↓
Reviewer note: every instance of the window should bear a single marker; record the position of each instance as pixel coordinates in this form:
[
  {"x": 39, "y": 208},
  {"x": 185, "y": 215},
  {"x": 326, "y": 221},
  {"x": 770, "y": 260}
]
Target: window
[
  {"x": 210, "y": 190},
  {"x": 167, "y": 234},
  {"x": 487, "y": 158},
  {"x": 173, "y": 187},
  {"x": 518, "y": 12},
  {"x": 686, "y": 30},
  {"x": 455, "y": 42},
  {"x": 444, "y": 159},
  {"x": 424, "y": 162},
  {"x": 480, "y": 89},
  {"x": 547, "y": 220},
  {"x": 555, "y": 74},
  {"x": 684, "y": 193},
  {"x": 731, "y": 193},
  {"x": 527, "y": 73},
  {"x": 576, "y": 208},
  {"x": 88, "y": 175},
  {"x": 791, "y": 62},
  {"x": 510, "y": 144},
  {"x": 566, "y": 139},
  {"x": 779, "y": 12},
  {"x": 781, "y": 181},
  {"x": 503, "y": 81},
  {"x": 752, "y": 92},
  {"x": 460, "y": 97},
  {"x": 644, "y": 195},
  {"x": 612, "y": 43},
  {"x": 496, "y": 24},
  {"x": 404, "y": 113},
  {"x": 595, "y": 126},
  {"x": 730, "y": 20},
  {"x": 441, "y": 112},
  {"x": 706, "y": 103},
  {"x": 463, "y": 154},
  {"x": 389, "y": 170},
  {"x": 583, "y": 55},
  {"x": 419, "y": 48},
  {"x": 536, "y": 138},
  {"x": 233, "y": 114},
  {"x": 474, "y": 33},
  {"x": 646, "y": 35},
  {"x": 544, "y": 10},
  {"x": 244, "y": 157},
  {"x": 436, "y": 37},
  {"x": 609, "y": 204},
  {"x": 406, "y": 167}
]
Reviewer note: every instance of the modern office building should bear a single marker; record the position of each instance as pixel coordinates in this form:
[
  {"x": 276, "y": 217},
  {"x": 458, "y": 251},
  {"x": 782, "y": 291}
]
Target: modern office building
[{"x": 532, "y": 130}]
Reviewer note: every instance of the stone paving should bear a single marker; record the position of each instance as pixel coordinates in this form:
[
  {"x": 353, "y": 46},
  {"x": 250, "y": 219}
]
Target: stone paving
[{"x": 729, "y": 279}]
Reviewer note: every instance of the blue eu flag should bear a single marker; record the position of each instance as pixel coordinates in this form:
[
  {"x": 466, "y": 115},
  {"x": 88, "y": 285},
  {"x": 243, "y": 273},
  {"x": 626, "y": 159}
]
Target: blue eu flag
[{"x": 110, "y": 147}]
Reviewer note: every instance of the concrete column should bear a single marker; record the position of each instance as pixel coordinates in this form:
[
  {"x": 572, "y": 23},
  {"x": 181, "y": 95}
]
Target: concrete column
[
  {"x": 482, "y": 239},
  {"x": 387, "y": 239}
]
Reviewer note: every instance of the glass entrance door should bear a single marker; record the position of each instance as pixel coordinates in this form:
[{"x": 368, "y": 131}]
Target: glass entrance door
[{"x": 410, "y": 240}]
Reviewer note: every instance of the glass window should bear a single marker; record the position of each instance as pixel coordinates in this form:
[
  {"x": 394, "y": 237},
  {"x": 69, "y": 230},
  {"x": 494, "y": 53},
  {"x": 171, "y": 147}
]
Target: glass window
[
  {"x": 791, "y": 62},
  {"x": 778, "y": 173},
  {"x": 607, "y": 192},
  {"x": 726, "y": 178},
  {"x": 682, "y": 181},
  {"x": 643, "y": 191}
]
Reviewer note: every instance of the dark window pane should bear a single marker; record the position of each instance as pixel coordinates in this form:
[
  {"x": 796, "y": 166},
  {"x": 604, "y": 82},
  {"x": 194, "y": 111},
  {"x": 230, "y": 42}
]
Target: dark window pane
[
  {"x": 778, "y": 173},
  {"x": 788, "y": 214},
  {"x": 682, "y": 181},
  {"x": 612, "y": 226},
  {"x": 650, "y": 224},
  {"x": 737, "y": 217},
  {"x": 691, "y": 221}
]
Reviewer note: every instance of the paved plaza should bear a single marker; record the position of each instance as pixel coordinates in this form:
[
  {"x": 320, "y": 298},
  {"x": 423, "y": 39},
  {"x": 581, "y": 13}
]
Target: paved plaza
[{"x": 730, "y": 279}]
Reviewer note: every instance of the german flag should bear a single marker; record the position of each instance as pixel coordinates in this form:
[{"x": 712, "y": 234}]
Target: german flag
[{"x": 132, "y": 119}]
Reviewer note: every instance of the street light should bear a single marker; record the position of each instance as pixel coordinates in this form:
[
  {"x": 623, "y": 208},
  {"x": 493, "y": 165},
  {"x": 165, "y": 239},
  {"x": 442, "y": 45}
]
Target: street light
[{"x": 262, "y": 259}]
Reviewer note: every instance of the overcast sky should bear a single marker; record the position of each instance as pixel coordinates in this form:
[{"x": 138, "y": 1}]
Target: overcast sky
↑
Your task is to collect every line above that contains the word "instance".

Reviewer note: every instance of the window should bear a single marker; record the position of each instance as pixel coordinates in this form:
Reviewer note: every instance of the modern office building should bear a single marker; record the position of each instance as pixel coordinates in this form:
Reviewer note: every instance of the stone paving should bear a single marker; record the position of each instance as pixel coordinates in this form:
Reviewer note: every instance of the blue eu flag should bear a single marker; record the position of each instance as pixel coordinates in this form:
Reviewer note: every instance of the concrete column should bear a single marker; record the position of each instance as pixel coordinates in this form:
Reviewer note: every instance of the glass entrance door should bear a single marker; record the position of each instance as pixel coordinates in this form:
Reviewer note: every instance of the glass window should bear a single marker; record the position of each instance as pixel coordinates in this form:
Reviewer note: every instance of the dark window pane should bear a single marker; record the position of each instance as pixel coordinates in this form:
Reviewer note: every instance of the paved plaza should bear a single marker; record the position of each instance as pixel coordinates in this form:
Reviewer note: every instance of the german flag should bear a single marker; record the position of each instance as pixel coordinates in this form:
Reviewer note: every instance of the street light should bear a single marker; record the position of each instance as pixel coordinates in this form:
Reviewer note: every instance of the overcast sky should bear a single marker; record the position of each instance as pixel coordinates in this form:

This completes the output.